• _本文抜粋_
»»
雇用情勢(令和6年 10 月分)について(福岡労働局)

2024年10月の雇用情勢に関する最新の報告では、全国的に雇用環境が改善傾向にある一方で、求人の動きに若干の鈍化が見られるとされています。これは物価の上昇や経済の不確実性が雇用市場に影響を与えているためで、特に福岡県を中心にしたデータから詳細な傾向が浮き彫りになっています。

有効求人倍率(季節調整値)は1.20倍で、前月より0.02ポイント上昇しました。この数値は求人側が求職者を上回っていることを示していますが、雇用情勢が完全に安定しているとは言い切れません。新規求人倍率も前月の2.08倍から2.24倍へと改善しましたが、具体的な業種によっては求人の動きが分かれる結果となっています。

産業別の動向を見ると、学術研究や技術サービス業が14か月連続で増加し、卸売業や小売業も3か月連続でプラスの成長を示しました。また、情報通信業や建設業、医療・福祉、不動産業などが好調を維持しています。一方で、製造業は12か月連続で減少し、サービス業や運輸業、宿泊・飲食業、金融業なども減少傾向が続いています。この動きは、消費者需要の変化や製造業のコスト増加が影響している可能性があります。

また、企業規模別のデータでは、30~99人および500~999人規模の企業での求人が減少しましたが、それ以外の規模では増加が見られました。特に、従業員数4人以下や1,000人以上の大企業での求人増加が顕著でした。このような動きは、労働市場全体の変化や産業ごとのニーズの違いを反映しています。

求職者の動向も注目されます。新規求職者数は前年同月比で0.8%増加しましたが、男性求職者が減少した一方で、女性求職者は増加傾向にあります。離職者の中でも自己都合退職者は減少しましたが、事業主都合による離職者は4.7%増加しました。これらのデータから、労働者のキャリア選択や企業の雇用政策が大きく影響を及ぼしていることが分かります。

地域別の有効求人倍率では、福岡地域が1.19倍、筑豊地域が1.32倍、筑後地域が1.36倍と、地域ごとの雇用情勢にもばらつきが見られました。特に北九州地域では前年同月比で低下しており、地域間での格差が浮き彫りになっています。

正社員の有効求人倍率は0.93倍と、全体の有効求人倍率よりも低い値に留まっています。この数値は、パートタイムや契約社員を含む求職者の割合が高いことを反映しており、正社員求人を中心とした雇用の増加が今後の課題として挙げられます。

さらに、新規求人数は前年同月比で3.7%増加しましたが、これは業種ごとの求人の増減が影響しています。例えば、情報通信業では21.4%の大幅な増加を記録しましたが、製造業は5.4%減少しました。また、医療・福祉業界も0.7%とわずかに増加しましたが、全体的な安定成長には至っていません。

このようなデータは、雇用市場の現状とその中での課題を明らかにしています。企業側としては、新たな人材を引き付けるために効果的な求人方法を採用する必要があります。また、求職者側も、自身のスキルセットを強化し、多様な業種や役割に適応できる準備を進めることが求められます。
««
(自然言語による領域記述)
»»
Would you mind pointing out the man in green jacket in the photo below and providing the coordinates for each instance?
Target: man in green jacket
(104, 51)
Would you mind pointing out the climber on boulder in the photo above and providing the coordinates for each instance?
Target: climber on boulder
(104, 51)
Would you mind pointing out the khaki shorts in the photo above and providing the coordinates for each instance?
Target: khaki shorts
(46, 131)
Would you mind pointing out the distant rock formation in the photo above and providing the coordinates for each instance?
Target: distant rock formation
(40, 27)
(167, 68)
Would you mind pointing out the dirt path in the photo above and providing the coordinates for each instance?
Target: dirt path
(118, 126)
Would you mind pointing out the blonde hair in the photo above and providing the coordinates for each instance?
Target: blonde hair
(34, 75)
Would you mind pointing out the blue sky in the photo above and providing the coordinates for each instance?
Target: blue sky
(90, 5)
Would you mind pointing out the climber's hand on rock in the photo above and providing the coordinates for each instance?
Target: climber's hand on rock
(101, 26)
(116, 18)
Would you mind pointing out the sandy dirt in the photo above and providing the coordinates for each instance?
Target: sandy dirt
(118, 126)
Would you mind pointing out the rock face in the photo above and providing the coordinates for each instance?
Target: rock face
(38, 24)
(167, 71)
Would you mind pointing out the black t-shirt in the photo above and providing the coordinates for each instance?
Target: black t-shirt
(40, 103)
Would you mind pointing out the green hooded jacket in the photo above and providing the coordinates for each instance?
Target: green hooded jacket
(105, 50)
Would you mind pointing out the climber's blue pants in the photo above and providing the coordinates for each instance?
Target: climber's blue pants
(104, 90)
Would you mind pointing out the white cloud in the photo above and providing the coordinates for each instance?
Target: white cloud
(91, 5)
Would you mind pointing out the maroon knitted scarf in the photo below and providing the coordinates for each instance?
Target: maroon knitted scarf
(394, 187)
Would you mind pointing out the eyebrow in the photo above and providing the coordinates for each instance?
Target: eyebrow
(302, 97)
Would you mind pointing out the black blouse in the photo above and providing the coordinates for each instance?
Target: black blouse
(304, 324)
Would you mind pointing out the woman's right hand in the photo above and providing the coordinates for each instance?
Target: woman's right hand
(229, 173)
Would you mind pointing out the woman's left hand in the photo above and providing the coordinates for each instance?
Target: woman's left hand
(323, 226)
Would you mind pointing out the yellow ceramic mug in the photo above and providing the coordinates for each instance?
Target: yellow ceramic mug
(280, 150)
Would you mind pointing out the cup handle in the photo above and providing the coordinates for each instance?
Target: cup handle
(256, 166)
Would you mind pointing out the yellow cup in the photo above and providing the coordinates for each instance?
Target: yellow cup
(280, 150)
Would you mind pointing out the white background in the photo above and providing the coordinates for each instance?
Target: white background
««
• _必須課題_
**a)** 本文抜粋では、正社員の有効求人倍率は何倍とされていますか。
**b)** 本文抜粋の「産業別の動向を見ると」で始まる段落を、主な事実を残した箇条書きにまとめてください。
エントリは本文抜粋とは無関係です。

• _解答済み課題_
**a)** 0.93倍です。

**b)**
- 増加：学術研究・技術サービス業（14か月連続）、卸売業・小売業（3か月連続）
- 好調を維持：情報通信業、建設業、医療・福祉、不動産業など
- 減少：製造業（12か月連続）、サービス業、運輸業、宿泊・飲食業、金融業など
- 背景：消費者需要の変化や製造業のコスト増加が影響している可能性